OBJECTIVES:
A - Extract the passage of the criminal appeals excerpt starting with "A review of" and going on through "the complainant. .....", copying it word for word.
B - Translate this sentence from the criminal appeals excerpt into French: "In reviewing the finding as to sufficiency of the evidence, the summary conviction appeal court judge is not entitled to retry the case but to determine whether the verdict is unreasonable."
C - Carry on the criminal appeals excerpt from its last sentence, writing what comes next.

686. (1) On the hearing of an appeal against a conviction . . .  the court of appeal

 

(a) may allow the appeal where it is of the opinion that

(i)     the verdict should be set aside on the ground that it is unreasonable or cannot be supported by the evidence,

(ii)    the judgment of the trial court should be set aside on the ground of a wrong decision on a question of law, or

(iii)   on any ground there was a miscarriage of justice;

 

(b) may dismiss the appeal where

(i)     the court is of the opinion that the appellant, although he was not properly convicted on a count or part of the indictment, was properly convicted on another count or part of the indictment,

(ii)    the appeal is not decided in favour of the appellant on any ground mentioned in paragraph (a),

(iii)   notwithstanding that the court is of the opinion that on any ground mentioned in subparagraph (a)(ii) the appeal might be decided in favour of the appellant, it is of the opinion that no substantial wrong or miscarriage of justice has occurred, or

(iv)    notwithstanding any procedural irregularity at trial, the trial court had jurisdiction over the class of offence of which the appellant was convicted and the court of appeal is of the opinion that the appellant suffered no prejudice thereby;

 


[9]              This Court in R. v. Hurford (1998), 170 N.S.R. (2d) 379, recently confirmed the test to be applied by a summary conviction appeal court when an unreasonable verdict is alleged.  In reviewing the finding as to sufficiency of the evidence, the summary conviction appeal court judge is not entitled to retry the case but to determine whether the verdict is unreasonable.  This requires the appeal court judge to determine whether the trial judge could reasonably have reached the conclusion that the accused was guilty beyond a reasonable doubt. (citing R. v. Grosse (1996), 107 C.C.C. (3d) 97 (Ont.C.A.)) (see also R. v. Nickerson,  [1999] N.S.J. No. 210 (N.S.C.A.))  Justice Tidman was clearly aware of the test by which he was to review Judge Curran’s decision.  He addressed himself to that decision in detail and concluded:

A review of the trial transcript and exhibits satisfy me there was sufficient evidence upon which the trial judge could reasonably have concluded that the appellant’s conduct constituted criminal harassment and that the appellant either knowingly or recklessly harassed the complainant. .....

DATASET RECORDS:

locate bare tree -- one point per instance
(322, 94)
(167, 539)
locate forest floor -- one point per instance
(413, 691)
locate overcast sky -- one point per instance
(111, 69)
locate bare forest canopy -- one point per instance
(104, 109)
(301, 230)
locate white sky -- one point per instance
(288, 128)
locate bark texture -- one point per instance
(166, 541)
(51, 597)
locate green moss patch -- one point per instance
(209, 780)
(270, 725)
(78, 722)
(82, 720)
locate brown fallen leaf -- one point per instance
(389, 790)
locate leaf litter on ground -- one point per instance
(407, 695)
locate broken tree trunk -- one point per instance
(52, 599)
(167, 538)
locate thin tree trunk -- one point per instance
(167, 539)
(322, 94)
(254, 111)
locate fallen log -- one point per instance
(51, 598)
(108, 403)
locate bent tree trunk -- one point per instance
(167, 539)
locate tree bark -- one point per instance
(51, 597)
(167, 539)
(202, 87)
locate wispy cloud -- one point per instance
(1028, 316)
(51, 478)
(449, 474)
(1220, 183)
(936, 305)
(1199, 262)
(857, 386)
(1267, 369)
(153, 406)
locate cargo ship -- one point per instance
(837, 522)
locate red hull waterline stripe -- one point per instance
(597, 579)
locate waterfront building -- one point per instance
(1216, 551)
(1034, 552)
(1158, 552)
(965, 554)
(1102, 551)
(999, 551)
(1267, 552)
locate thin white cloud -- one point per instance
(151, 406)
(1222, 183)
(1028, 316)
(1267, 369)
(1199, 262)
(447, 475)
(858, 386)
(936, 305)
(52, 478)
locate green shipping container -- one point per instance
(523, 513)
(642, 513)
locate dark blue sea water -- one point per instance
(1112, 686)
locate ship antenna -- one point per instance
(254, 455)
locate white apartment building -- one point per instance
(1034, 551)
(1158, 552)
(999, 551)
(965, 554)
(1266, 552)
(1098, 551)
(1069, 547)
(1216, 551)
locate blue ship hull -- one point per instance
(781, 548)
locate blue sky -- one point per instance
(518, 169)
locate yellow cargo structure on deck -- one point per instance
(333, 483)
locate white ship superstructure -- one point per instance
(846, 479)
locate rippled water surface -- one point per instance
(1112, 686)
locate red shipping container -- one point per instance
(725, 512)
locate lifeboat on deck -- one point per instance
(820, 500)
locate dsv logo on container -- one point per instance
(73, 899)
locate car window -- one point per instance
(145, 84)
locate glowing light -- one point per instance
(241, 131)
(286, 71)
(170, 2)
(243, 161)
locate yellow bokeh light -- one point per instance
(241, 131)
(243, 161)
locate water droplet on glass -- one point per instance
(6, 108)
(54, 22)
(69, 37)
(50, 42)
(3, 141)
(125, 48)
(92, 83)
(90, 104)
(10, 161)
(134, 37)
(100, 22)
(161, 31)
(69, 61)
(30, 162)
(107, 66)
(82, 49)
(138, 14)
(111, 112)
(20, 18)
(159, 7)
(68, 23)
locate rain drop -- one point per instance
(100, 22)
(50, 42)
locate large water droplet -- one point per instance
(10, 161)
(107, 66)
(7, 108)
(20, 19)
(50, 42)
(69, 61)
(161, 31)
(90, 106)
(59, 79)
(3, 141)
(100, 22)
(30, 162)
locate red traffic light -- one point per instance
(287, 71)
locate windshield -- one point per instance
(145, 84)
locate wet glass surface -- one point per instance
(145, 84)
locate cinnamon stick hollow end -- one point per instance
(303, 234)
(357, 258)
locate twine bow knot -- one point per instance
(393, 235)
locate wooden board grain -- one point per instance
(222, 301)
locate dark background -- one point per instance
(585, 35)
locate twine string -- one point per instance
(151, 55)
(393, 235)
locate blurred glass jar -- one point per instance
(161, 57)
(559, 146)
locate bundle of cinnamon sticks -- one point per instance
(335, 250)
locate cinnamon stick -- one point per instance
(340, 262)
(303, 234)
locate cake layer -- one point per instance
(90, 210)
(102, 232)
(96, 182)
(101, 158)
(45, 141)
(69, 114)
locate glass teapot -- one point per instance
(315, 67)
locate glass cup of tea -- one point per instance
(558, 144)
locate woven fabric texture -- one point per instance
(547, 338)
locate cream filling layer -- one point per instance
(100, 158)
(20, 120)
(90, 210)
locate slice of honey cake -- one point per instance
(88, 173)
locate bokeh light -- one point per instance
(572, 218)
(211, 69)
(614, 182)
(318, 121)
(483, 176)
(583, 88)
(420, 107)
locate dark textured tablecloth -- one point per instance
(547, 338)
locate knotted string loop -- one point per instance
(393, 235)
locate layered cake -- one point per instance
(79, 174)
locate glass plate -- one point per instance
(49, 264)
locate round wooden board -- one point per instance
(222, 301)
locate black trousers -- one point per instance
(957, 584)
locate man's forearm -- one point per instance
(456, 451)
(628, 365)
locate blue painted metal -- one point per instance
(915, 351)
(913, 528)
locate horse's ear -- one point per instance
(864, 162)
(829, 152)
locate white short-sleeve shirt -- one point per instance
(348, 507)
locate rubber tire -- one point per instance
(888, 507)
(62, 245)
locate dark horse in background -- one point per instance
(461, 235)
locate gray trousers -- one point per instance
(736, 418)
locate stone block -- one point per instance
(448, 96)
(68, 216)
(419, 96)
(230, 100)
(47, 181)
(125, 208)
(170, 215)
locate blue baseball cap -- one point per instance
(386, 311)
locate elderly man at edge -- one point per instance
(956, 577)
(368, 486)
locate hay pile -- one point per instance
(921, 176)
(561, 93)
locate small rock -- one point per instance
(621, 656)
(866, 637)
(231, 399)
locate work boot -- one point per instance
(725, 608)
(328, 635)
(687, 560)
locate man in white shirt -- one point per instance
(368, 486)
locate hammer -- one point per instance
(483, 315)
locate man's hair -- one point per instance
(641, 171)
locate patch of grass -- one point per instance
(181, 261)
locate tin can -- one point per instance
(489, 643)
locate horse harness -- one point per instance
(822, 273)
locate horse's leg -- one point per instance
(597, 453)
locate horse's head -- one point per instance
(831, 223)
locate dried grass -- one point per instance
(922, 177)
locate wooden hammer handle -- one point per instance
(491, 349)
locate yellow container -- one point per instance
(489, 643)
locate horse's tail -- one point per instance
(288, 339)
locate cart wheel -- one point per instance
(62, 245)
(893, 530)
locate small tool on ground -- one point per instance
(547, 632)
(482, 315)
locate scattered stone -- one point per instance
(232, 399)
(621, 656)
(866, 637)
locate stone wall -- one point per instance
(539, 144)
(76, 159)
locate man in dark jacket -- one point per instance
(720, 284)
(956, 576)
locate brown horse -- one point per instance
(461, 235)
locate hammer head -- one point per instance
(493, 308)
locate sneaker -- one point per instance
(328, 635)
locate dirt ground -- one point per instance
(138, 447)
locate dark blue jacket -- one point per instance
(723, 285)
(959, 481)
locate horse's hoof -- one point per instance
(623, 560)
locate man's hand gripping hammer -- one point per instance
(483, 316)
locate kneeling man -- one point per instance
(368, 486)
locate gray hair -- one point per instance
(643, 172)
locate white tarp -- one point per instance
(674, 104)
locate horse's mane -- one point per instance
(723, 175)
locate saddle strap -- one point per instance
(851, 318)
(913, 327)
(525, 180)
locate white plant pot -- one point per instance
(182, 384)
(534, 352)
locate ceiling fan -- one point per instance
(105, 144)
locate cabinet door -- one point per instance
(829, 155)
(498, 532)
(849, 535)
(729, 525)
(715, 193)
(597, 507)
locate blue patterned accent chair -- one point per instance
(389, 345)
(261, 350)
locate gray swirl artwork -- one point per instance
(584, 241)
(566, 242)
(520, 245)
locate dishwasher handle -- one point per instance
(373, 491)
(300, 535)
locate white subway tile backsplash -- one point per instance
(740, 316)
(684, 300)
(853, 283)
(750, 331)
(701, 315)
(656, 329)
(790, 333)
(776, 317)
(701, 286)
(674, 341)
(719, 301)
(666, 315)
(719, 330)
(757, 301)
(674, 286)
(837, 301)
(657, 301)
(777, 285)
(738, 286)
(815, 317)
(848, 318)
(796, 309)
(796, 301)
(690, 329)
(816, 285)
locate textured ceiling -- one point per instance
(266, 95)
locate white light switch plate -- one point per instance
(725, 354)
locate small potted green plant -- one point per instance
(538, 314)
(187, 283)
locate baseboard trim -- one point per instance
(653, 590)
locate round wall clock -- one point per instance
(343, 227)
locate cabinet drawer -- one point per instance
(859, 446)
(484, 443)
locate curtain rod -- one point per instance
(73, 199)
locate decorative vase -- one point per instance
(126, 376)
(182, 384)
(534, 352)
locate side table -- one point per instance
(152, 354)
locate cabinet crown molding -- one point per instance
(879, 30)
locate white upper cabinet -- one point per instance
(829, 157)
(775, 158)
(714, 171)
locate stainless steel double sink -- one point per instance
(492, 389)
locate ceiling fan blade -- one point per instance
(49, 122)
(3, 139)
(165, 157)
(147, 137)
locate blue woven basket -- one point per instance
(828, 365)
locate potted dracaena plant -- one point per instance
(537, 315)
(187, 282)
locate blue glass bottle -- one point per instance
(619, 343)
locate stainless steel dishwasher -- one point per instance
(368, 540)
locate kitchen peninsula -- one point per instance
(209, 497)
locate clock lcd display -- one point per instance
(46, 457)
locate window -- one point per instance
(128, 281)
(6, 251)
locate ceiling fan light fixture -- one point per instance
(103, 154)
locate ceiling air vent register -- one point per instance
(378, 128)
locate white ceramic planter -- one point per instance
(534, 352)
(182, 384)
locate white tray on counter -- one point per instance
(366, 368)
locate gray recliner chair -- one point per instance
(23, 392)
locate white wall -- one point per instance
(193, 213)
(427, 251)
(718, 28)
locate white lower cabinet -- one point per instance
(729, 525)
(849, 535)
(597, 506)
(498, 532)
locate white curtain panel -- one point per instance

RESULTS BY TASK:
A -
A review of the trial transcript and exhibits satisfy me there was sufficient evidence upon which the trial judge could reasonably have concluded that the appellant’s conduct constituted criminal harassment and that the appellant either knowingly or recklessly harassed the complainant. .....

B - Lors de l'examen de la conclusion relative au caractère suffisant de la preuve, le juge de la cour d'appel des poursuites sommaires n'a pas le droit de juger l'affaire de nouveau, mais doit déterminer si le verdict est déraisonnable.

C -
 

[10]            The appellant has not persuaded me that Justice Tidman erred in the application of his review powers under s.686(1)(a).  He addressed each of the appellant’s grounds in detail and was satisfied (i) that there was evidence from which the trial judge could reasonably have concluded that the complainant feared for her physical safety; (ii) that there was ample evidence upon which the trial judge could reasonably find that the appellant repeatedly communicated directly or indirectly with the complainant; and, (iii) that the trial judge, having accepted much of the complainant’s evidence in preference to that of the appellant, did not err in his consideration of the concept of reasonable doubt.  I, too, have reviewed the transcript and would agree with Justice Tidman.  There is nothing in his decision to indicate that he applied the wrong test.  Nor is there anything in the record which would raise issues going to the fairness of the trial in the context of a miscarriage of justice.  I cannot conclude that Justice Tidman erred in accepting the reasonableness of the trial judge’s findings of credibility.

 


[11]            This leaves, then, only the question of the admission of an audiotape of a confrontation between Mr. Shrubsall and the complainant.  This tape was seized by the police during the execution of two search warrants at Mr. Shrubsall’s room in the fraternity house where he was living at the time of his arrest.  The search warrants were issued in relation to two alleged offences separate from the stalking charge and involving different victims.  After a voir dire Judge Curran found that the audiotape did not fall within any category of the items authorized by the warrants and thus was unlawfully seized.  He nevertheless admitted the tape into evidence.  He said:

Warrantless searches are and based on Hunter and Southam, prima facie unreasonable.  I think that can be said with respect to the searches here, as far as s.8 of the Charter of Rights is concerned.  However, the police acted in good faith, believing that they had valid search warrants and I’d say most significantly, this was an apparent crime scene which has in my view or which provides the occupants in my view, a reduced expectation of privacy.  In any event, based on the Collins decision of the Supreme Court of Canada, I am satisfied that the admission into evidence of this real and unconscripted evidence, the cassette, would not bring the administration of justice into disrepute and consequently although as I’ve said, I’m not satisfied about the validity of the search warrants or the application of s.489, I’m satisfied that the crown may nevertheless introduce the cassette in evidence . . .

 

[12]            On review of this issue Justice Tidman said:

.....In view of the situation that much evidence of the confrontation was given by various witnesses at trial one may say that the tape was the best evidence of what actually occurred during the confrontation.  Since its contents could have been and were, in fact, dealt with by the defence on examination and cross-examination, the admission of the tape contents under all circumstances was not unfair.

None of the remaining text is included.